文本段落:
本人小白一枚,刚接触Scrapy框架没多久,写了一个简单的Spider,但是发现每一次爬取后的结果都比网页上的真实数据量要少,比如网站上一共有100条,但我爬下来的结果一般会少几条至几十条不等,很少有100条齐的时候。
整个爬虫有两部分,一部分是页面的横向爬取(进入下一页),另一个是纵向的爬取(进入页面中每一产品的详细页面)。之前我一直以为是pipelines存储到excel的时候数据丢失了,后来经过Debug调试,发现是在Spider中,数据就遗漏了,def parse函数中的item数量是齐的,包括yield Request加入到队列中,但是调用def parse_item函数时,就有些产品的详细页面无法进入。这是什么原因呢,是因为Scrapy异步加载受网速之类的影响么,本身就有缺陷,还是说是我设计上面的问题?有什么解决的方法么,不然数据量一大那丢失的不是就很严重么。
求帮助,谢谢各位了。
class MyFirstSpider(Spider):
name = "MyFirstSpider"
allowed_doamins = ["e-shenhua.com"]
start_urls = ["https://www.e-shenhua.com/ec/auction/oilAuctionList.jsp?_DARGS=/ec/auction/oilAuctionList.jsp"]
url = 'https://www.e-shenhua.com/ec/auction/oilAuctionList.jsp'
def parse(self, response):
items = []
selector = Selector(response)
contents = selector.xpath('//table[@class="table expandable table-striped"]/tbody/tr')
urldomain = 'https://www.e-shenhua.com'
for content in contents:
item = CyfirstItem()
productId = content.xpath('td/a/text()').extract()[0].strip()
productUrl = content.xpath('td/a/@href').extract()[0]
totalUrl = urldomain + productUrl
productName = content.xpath('td/a/text()').extract()[1].strip()
deliveryArea = content.xpath('td/text()').extract()[-5].strip()
saleUnit = content.xpath('td/text()').extract()[-4]
item['productId'] = productId
item['totalUrl'] = totalUrl
item['productName'] = productName
item['deliveryArea'] = deliveryArea
item['saleUnit'] = saleUnit
items.append(item)
print(len(items))
# **************进入每个产品的子网页
for item in items:
yield Request(item['totalUrl'],meta={'item':item},callback=self.parse_item)

已存数据行:
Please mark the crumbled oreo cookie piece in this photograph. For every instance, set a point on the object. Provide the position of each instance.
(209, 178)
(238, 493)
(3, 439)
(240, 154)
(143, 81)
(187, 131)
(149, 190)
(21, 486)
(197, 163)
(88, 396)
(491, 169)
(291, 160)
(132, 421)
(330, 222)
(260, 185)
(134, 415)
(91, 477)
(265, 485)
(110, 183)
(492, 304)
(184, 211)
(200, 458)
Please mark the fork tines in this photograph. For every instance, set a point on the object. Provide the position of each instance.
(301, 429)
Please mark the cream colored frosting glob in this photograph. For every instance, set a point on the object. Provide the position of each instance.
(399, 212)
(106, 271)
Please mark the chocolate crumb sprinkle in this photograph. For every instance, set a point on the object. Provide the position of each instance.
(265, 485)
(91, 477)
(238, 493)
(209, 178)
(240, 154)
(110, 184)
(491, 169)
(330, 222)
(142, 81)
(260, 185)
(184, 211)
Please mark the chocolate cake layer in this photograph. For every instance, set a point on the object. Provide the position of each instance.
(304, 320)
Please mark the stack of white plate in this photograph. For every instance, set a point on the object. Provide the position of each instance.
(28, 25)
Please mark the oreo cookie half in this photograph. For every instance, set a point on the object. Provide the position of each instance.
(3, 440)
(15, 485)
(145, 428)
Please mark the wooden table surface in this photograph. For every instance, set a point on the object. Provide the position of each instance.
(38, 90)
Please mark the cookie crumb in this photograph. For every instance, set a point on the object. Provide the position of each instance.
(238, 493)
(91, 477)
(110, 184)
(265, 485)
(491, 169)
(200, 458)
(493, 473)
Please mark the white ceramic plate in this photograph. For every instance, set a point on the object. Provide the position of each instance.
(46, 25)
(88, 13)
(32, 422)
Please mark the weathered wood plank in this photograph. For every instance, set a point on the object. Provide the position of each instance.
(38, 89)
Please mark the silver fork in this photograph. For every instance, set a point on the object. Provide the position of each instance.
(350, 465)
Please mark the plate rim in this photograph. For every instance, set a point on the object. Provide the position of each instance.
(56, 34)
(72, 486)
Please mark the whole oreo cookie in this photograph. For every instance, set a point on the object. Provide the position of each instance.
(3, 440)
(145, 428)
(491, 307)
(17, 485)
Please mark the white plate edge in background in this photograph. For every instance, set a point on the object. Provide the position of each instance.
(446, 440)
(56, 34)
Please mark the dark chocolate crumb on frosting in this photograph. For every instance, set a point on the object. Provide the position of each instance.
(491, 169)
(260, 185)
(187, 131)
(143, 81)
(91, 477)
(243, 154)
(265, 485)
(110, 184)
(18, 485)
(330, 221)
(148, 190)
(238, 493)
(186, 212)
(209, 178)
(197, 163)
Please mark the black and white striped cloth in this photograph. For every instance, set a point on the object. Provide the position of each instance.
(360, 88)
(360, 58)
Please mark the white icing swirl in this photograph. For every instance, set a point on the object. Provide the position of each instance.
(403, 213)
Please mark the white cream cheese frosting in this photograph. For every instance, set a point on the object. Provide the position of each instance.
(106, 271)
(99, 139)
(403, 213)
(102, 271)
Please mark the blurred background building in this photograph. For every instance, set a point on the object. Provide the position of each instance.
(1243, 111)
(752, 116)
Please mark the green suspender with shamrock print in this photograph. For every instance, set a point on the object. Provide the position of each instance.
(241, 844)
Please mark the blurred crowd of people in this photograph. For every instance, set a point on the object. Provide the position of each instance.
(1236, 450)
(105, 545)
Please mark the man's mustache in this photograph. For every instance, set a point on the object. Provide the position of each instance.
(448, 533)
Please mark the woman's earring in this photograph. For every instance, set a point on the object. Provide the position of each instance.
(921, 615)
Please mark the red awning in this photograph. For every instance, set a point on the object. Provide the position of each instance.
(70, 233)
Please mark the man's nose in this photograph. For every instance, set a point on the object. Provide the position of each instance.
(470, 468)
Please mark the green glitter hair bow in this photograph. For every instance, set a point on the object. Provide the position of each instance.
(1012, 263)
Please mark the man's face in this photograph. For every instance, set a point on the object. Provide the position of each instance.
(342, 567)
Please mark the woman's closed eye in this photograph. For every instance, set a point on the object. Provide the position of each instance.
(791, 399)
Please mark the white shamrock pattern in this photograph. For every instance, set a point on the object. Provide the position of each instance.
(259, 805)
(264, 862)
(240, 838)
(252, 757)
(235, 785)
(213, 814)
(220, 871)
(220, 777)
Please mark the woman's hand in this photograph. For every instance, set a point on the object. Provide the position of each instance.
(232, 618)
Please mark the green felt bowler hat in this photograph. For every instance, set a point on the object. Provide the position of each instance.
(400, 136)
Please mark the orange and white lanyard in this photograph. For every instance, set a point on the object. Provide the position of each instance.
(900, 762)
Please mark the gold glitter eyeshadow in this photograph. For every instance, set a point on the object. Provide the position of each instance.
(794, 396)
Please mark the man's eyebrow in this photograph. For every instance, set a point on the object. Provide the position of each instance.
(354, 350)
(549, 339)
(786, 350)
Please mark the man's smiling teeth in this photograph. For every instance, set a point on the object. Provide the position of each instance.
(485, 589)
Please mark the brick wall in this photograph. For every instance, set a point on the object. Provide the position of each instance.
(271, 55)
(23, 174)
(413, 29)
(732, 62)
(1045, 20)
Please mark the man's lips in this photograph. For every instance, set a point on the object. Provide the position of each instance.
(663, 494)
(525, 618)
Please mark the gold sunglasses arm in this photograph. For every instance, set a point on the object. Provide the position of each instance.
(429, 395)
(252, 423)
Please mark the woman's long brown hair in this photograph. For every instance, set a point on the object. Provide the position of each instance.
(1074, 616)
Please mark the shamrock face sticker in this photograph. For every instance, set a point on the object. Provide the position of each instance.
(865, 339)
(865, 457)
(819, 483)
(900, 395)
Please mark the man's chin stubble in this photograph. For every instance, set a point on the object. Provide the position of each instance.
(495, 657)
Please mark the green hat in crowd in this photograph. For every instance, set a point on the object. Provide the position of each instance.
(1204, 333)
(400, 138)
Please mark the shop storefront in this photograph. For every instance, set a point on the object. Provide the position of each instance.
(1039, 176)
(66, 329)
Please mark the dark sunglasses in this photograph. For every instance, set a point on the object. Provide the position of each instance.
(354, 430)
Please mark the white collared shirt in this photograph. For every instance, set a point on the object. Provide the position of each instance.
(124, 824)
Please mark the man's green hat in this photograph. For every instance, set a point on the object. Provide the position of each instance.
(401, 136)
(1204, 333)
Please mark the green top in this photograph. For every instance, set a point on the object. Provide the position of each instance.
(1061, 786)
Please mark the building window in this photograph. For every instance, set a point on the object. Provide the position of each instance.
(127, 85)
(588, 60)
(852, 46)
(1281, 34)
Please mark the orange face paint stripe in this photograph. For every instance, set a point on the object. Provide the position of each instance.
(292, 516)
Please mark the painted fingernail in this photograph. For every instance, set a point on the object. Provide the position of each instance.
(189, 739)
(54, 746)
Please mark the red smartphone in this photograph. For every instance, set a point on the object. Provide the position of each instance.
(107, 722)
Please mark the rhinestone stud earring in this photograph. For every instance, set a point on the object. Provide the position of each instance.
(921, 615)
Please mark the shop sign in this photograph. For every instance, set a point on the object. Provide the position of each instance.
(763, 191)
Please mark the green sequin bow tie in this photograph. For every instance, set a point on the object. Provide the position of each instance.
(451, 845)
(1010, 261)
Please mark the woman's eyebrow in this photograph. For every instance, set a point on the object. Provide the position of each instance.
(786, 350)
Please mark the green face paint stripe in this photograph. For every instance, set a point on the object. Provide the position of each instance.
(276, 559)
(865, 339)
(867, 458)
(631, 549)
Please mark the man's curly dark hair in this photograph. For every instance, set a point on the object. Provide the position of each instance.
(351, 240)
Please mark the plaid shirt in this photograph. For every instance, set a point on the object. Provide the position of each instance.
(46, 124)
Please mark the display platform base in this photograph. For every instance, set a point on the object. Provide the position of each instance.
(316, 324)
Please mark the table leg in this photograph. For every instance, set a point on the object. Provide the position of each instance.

任务目标:
**1)** 请把数据行中从包含"Please mark the man's curly"的那一行开始、一直到数据行结尾的部分原样照抄下来，首尾两行都要包括。
**2)** 请从关于Scrapy爬虫漏抓数据的那段文本停下的地方往下续写。

任务结果:
**1)**
Please mark the man's curly dark hair in this photograph. For every instance, set a point on the object. Provide the position of each instance.
(351, 240)
Please mark the plaid shirt in this photograph. For every instance, set a point on the object. Provide the position of each instance.
(46, 124)
Please mark the display platform base in this photograph. For every instance, set a point on the object. Provide the position of each instance.
(316, 324)
Please mark the table leg in this photograph. For every instance, set a point on the object. Provide the position of each instance.

**2)**
# print(item['productId'])
# 下一页的跳转
nowpage = selector.xpath('//div[@class="pagination pagination-small"]/ul/li[@class="active"]/a/text()').extract()[0]
nextpage = int(nowpage) + 1
str_nextpage = str(nextpage)
nextLink = selector.xpath('//div[@class="pagination pagination-small"]/ul/li[last()]/a/@onclick').extract()
if (len(nextLink)):
yield scrapy.FormRequest.from_response(response,
formdata={
***************
},
callback = self.parse
)
# 产品子网页内容的抓取
def parse_item(self,response):
sel = Selector(response)
item = response.meta['item']
# print(item['productId'])
productInfo = sel.xpath('//div[@id="content-products-info"]/table/tbody/tr')
titalBidQty = ''.join(productInfo.xpath('td[3]/text()').extract()).strip()
titalBidUnit = ''.join(productInfo.xpath('td[3]/span/text()').extract())
titalBid = titalBidQty + " " +titalBidUnit
minBuyQty = ''.join(productInfo.xpath('td[4]/text()').extract()).strip()
minBuyUnit = ''.join(productInfo.xpath('td[4]/span/text()').extract())
minBuy = minBuyQty + " " + minBuyUnit
isminVarUnit = ''.join(sel.xpath('//div[@id="content-products-info"]/table/thead/tr/th[5]/text()').extract())
if(isminVarUnit == '最小变量单位'):
minVarUnitsl = ''.join(productInfo.xpath('td[5]/text()').extract()).strip()
minVarUnitdw = ''.join(productInfo.xpath('td[5]/span/text()').extract())
minVarUnit = minVarUnitsl + " " + minVarUnitdw
startPrice = ''.join(productInfo.xpath('td[6]/text()').extract()).strip().rstrip('/')
minAddUnit = ''.join(productInfo.xpath('td[7]/text()').extract()).strip()
else:
minVarUnit = ''
startPrice = ''.join(productInfo.xpath('td[5]/text()').extract()).strip().rstrip('/')
minAddUnit = ''.join(productInfo.xpath('td[6]/text()').extract()).strip()
item['titalBid'] = titalBid
item['minBuyQty'] = minBuy
item['minVarUnit'] = minVarUnit
item['startPrice'] = startPrice
item['minAddUnit'] = minAddUnit
# print(item)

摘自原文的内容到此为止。